* EXERCISE AIM
The required answer is the run of lines from the one holding "Each instance of the outdoor" to the end of the data below, copied exactly and free of pictures.

* Stored data entries
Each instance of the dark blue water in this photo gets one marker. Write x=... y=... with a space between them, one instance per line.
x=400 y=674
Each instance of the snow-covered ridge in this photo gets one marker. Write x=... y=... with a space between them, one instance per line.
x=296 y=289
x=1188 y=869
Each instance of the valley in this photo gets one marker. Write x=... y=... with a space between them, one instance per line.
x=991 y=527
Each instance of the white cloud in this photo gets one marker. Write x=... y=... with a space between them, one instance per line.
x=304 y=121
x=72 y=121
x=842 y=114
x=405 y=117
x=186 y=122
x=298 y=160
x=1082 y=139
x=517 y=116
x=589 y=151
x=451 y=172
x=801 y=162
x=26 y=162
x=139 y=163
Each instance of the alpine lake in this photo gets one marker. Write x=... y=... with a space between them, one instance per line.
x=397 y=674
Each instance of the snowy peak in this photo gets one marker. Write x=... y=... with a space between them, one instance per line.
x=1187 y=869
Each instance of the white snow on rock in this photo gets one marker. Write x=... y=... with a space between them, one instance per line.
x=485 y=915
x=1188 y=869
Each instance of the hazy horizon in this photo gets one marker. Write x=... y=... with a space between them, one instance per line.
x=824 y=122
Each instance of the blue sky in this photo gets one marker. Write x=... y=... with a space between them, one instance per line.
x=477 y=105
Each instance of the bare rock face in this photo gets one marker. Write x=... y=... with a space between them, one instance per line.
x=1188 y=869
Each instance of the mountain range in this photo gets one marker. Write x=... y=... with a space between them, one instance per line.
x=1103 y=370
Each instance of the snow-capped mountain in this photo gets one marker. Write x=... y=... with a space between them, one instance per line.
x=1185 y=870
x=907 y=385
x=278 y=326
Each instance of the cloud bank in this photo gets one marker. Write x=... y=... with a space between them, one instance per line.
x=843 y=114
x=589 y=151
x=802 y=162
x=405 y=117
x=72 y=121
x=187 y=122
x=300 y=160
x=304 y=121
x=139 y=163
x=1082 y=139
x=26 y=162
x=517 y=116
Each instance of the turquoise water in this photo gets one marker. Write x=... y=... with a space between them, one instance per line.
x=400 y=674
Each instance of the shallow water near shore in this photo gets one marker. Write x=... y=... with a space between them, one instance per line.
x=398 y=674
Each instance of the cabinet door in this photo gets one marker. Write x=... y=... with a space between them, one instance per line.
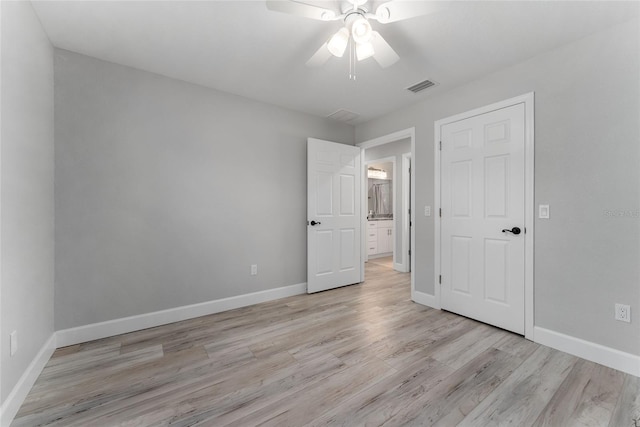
x=385 y=238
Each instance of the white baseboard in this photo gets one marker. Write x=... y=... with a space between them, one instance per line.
x=124 y=325
x=612 y=358
x=15 y=399
x=425 y=299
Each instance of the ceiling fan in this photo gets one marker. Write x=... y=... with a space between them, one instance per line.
x=357 y=29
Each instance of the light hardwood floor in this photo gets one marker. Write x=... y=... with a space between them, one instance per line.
x=359 y=355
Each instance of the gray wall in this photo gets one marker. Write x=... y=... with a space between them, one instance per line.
x=167 y=192
x=394 y=149
x=26 y=189
x=587 y=107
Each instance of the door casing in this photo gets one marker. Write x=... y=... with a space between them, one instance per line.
x=528 y=101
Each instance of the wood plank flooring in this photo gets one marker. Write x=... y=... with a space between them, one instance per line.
x=362 y=355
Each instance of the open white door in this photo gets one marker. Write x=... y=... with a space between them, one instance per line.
x=333 y=215
x=483 y=217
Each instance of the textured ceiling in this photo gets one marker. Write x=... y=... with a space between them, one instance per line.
x=242 y=48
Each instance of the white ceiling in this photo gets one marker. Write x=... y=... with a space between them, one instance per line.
x=243 y=48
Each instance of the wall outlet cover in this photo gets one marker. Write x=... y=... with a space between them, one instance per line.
x=623 y=313
x=13 y=342
x=543 y=212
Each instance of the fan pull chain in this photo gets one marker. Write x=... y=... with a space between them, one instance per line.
x=352 y=60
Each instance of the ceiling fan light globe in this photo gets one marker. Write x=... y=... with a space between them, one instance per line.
x=361 y=30
x=383 y=13
x=338 y=42
x=364 y=51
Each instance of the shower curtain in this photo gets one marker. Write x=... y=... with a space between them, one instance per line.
x=381 y=198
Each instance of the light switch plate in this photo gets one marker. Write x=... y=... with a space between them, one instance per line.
x=543 y=212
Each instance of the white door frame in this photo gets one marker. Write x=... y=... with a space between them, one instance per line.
x=392 y=137
x=406 y=212
x=394 y=200
x=528 y=101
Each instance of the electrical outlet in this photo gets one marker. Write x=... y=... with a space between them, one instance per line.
x=543 y=212
x=13 y=342
x=623 y=313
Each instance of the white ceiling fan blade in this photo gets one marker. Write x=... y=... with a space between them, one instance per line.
x=303 y=9
x=319 y=58
x=384 y=54
x=393 y=11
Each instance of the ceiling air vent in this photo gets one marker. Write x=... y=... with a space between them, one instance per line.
x=421 y=86
x=344 y=116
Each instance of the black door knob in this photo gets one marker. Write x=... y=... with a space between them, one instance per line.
x=514 y=230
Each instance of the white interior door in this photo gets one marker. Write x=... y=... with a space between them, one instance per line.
x=482 y=224
x=333 y=215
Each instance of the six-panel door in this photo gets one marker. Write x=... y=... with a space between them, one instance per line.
x=482 y=199
x=333 y=204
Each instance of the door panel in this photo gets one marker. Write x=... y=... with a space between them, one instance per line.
x=333 y=206
x=482 y=193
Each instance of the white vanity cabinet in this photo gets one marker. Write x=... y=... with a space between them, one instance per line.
x=379 y=237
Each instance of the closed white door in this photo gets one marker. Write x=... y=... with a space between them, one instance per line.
x=333 y=215
x=482 y=225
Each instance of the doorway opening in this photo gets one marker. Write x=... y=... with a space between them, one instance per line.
x=386 y=205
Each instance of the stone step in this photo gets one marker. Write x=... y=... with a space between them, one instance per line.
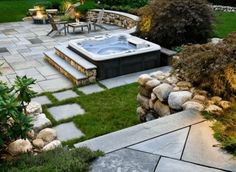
x=66 y=69
x=76 y=61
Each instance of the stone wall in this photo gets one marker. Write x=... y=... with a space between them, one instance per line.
x=224 y=8
x=121 y=19
x=161 y=94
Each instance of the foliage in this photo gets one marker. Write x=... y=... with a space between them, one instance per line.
x=13 y=123
x=211 y=67
x=176 y=22
x=60 y=160
x=223 y=2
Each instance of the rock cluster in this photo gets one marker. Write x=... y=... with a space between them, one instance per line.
x=162 y=94
x=41 y=138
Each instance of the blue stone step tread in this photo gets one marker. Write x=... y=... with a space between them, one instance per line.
x=75 y=57
x=64 y=65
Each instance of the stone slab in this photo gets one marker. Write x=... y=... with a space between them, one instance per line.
x=172 y=165
x=65 y=95
x=170 y=145
x=143 y=132
x=68 y=131
x=200 y=149
x=42 y=100
x=66 y=111
x=125 y=160
x=91 y=89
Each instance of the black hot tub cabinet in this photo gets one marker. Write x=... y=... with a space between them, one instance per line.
x=143 y=55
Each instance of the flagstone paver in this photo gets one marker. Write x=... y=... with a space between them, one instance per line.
x=91 y=89
x=172 y=165
x=170 y=145
x=201 y=149
x=125 y=160
x=68 y=131
x=42 y=100
x=65 y=95
x=66 y=111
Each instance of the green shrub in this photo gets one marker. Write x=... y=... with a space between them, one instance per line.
x=211 y=67
x=176 y=22
x=60 y=160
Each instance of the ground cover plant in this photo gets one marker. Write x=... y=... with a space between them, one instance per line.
x=59 y=159
x=106 y=111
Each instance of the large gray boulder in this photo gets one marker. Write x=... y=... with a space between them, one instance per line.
x=177 y=99
x=162 y=91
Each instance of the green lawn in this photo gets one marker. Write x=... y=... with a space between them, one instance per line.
x=106 y=111
x=224 y=24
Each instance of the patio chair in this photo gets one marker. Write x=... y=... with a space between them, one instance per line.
x=97 y=22
x=57 y=27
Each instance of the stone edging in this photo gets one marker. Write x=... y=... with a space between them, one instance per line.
x=121 y=19
x=224 y=8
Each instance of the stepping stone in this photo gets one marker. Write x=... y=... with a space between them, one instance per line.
x=200 y=149
x=91 y=89
x=35 y=41
x=125 y=160
x=172 y=165
x=66 y=111
x=68 y=131
x=42 y=100
x=65 y=95
x=170 y=145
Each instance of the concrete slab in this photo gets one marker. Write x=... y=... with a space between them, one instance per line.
x=170 y=145
x=91 y=89
x=66 y=111
x=125 y=160
x=172 y=165
x=68 y=131
x=42 y=100
x=143 y=132
x=65 y=95
x=200 y=149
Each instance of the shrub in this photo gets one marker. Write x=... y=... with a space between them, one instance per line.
x=211 y=67
x=176 y=22
x=60 y=160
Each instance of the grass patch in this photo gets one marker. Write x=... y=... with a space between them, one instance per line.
x=105 y=112
x=225 y=23
x=225 y=128
x=60 y=160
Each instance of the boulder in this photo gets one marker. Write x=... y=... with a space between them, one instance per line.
x=152 y=84
x=162 y=91
x=143 y=79
x=33 y=108
x=213 y=109
x=19 y=146
x=50 y=146
x=177 y=99
x=47 y=135
x=225 y=104
x=143 y=101
x=38 y=143
x=216 y=99
x=193 y=105
x=161 y=109
x=40 y=122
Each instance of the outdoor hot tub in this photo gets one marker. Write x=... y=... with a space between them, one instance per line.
x=117 y=54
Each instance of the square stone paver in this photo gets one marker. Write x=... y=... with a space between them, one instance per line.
x=91 y=89
x=172 y=165
x=42 y=100
x=170 y=145
x=35 y=41
x=125 y=160
x=66 y=111
x=68 y=131
x=65 y=95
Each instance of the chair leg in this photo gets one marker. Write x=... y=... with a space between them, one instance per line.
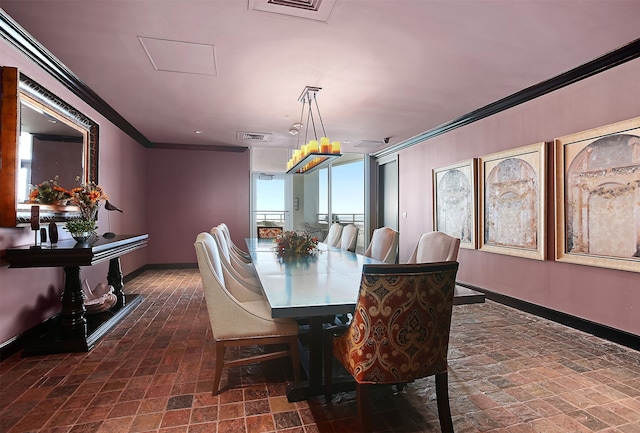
x=219 y=365
x=442 y=395
x=362 y=401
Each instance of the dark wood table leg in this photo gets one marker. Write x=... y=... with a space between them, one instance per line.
x=116 y=279
x=314 y=385
x=316 y=355
x=72 y=317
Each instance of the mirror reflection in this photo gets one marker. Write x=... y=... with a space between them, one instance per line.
x=55 y=143
x=49 y=149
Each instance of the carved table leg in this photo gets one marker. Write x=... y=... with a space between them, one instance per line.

* SOLUTION FOR THIS TASK
Each instance of the outdoor hot tub in this photo gets one marker. Write x=... y=... with a space between them, one instance per line.
x=117 y=54
Each instance of the square stone paver in this photo gets one marker. Write x=... y=... with a space between them, one instance per line.
x=91 y=89
x=172 y=165
x=42 y=100
x=170 y=145
x=35 y=41
x=125 y=160
x=66 y=111
x=68 y=131
x=65 y=95
Each instance of the chair leg in this photo gets one marker. Write x=... y=... with a space between them, one instance per line.
x=219 y=365
x=442 y=395
x=362 y=401
Each instance of the dark wood table leg in this photo gets one marker. Write x=... y=... with a space between them, one instance per line.
x=116 y=279
x=314 y=385
x=316 y=355
x=72 y=317
Each instance of the mirror reflection in this photo gets one marker. Write x=... y=... with a space between them, one instance per line.
x=55 y=143
x=49 y=149
Each instance of the carved table leg in this photo gets one marker. Write x=... y=... with a space between them, one instance per line.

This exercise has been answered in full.